» Dataset items

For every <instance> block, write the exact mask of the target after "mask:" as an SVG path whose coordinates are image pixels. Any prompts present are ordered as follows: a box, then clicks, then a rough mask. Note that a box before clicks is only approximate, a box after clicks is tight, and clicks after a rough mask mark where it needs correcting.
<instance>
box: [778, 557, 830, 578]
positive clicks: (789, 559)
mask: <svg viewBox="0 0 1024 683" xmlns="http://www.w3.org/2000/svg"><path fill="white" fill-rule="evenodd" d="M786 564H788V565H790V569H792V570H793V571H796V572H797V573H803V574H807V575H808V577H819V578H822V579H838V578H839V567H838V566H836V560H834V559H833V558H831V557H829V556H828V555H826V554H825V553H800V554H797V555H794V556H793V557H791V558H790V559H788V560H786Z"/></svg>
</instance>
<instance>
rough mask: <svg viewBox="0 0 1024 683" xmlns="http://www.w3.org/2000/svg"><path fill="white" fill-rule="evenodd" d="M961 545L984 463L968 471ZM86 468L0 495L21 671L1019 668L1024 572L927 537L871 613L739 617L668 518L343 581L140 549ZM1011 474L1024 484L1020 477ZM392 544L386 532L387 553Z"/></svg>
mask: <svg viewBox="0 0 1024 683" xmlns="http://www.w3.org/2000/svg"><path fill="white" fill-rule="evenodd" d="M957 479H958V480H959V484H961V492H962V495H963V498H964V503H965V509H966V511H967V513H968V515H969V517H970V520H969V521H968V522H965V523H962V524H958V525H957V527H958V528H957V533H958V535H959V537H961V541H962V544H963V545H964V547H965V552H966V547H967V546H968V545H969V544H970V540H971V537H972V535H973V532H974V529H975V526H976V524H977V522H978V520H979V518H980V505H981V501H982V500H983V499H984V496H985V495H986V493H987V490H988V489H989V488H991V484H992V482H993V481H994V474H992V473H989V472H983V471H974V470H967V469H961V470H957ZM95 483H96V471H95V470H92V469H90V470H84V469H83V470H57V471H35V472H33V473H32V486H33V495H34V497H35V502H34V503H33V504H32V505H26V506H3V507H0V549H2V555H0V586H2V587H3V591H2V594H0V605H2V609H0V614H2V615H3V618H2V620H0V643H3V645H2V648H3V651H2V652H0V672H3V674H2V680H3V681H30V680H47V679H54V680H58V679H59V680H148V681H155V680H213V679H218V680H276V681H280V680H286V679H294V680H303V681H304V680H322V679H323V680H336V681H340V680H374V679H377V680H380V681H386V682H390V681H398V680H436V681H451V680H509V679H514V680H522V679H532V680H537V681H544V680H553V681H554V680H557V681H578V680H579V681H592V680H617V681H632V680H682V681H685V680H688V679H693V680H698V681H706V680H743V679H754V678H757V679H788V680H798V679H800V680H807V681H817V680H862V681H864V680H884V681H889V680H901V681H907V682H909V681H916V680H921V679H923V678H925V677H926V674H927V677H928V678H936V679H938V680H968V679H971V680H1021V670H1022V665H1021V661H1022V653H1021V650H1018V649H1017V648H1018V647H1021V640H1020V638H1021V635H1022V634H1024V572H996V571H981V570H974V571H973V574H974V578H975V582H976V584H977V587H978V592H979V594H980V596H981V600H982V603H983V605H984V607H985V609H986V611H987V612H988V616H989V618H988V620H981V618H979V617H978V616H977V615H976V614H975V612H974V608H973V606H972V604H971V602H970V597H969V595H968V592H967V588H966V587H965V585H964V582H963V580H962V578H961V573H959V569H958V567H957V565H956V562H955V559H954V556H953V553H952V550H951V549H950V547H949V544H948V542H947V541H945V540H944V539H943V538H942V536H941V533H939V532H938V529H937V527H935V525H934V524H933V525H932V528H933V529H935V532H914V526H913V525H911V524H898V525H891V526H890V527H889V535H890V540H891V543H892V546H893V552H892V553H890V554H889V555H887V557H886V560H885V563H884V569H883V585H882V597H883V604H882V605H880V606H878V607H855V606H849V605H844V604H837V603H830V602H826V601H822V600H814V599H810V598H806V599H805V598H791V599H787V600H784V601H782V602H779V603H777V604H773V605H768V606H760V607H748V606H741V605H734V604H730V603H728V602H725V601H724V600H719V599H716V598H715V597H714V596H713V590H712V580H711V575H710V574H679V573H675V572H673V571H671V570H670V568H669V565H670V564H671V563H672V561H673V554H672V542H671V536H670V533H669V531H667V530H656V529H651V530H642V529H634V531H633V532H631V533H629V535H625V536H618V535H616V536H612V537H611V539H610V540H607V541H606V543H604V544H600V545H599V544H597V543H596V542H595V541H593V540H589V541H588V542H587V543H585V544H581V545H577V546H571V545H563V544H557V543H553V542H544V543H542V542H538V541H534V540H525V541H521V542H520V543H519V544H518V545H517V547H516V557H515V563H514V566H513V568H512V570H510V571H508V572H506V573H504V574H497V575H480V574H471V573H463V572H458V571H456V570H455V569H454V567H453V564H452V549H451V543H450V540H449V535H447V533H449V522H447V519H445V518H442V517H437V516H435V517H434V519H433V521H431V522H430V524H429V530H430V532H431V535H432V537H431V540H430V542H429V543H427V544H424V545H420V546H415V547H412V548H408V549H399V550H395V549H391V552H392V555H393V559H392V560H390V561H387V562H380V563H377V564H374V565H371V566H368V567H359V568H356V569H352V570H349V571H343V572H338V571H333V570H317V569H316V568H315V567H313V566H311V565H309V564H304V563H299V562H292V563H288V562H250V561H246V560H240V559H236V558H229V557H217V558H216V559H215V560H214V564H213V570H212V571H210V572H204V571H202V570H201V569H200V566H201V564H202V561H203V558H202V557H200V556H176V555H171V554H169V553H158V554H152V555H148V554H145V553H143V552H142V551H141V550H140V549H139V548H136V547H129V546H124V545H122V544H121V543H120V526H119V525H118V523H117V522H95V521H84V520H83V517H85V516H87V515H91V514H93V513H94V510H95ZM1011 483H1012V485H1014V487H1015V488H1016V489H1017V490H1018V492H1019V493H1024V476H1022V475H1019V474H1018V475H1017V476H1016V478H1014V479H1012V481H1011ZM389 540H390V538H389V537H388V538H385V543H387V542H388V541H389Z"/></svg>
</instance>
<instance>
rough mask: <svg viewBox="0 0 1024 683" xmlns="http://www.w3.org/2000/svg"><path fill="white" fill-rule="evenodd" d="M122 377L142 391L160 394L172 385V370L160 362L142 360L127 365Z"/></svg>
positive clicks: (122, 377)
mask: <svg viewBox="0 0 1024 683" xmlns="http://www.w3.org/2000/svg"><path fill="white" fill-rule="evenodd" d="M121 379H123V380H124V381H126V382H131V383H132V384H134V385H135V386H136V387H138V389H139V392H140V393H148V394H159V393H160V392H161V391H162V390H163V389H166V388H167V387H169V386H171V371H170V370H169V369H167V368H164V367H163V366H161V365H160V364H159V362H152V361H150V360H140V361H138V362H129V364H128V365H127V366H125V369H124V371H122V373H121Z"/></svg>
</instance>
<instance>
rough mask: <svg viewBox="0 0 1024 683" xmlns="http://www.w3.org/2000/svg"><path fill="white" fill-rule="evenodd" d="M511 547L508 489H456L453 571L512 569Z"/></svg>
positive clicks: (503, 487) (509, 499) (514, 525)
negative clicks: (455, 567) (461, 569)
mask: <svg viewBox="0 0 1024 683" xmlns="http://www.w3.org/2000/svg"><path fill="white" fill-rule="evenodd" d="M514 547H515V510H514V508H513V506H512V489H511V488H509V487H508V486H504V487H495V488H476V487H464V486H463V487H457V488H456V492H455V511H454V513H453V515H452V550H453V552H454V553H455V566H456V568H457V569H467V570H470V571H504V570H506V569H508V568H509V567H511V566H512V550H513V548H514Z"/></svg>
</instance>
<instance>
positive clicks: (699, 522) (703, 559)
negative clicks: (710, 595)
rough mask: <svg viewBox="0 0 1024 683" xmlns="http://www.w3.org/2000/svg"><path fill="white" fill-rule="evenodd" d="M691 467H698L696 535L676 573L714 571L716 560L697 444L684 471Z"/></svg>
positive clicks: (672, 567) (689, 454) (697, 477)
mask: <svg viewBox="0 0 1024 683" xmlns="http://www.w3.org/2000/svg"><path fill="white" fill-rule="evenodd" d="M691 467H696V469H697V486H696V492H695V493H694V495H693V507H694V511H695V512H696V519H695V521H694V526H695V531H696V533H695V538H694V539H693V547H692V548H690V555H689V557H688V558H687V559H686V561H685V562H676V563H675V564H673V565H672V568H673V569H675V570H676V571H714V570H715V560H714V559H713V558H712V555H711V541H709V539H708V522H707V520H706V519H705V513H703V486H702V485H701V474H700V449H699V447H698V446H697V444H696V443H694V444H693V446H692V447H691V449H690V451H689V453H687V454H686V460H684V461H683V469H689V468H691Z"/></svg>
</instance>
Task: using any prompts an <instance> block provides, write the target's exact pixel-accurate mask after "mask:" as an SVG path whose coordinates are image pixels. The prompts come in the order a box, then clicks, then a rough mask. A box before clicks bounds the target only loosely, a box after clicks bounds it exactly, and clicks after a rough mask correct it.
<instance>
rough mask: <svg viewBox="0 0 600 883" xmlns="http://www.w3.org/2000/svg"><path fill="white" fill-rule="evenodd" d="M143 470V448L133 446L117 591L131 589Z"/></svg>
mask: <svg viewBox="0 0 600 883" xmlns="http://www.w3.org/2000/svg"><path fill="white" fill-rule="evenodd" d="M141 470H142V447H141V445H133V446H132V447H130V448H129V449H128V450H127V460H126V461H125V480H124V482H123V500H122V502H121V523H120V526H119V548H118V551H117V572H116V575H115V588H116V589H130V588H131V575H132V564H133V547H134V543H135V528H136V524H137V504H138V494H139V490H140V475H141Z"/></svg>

» Work instruction
Reproduce the records word for word, from the very first line through the line containing "positive clicks: (789, 559)", inclusive.

» Solution for this problem
For every <instance> block, write the exact mask of the target after "mask:" as an SVG path whose coordinates are image pixels. Any prompts present are ordered as follows: a box, then clicks, then a rough mask. Note that a box before clicks is only approximate, a box after clicks is tight, and clicks after a rough mask mark where it needs correcting.
<instance>
box: [778, 557, 830, 578]
positive clicks: (789, 559)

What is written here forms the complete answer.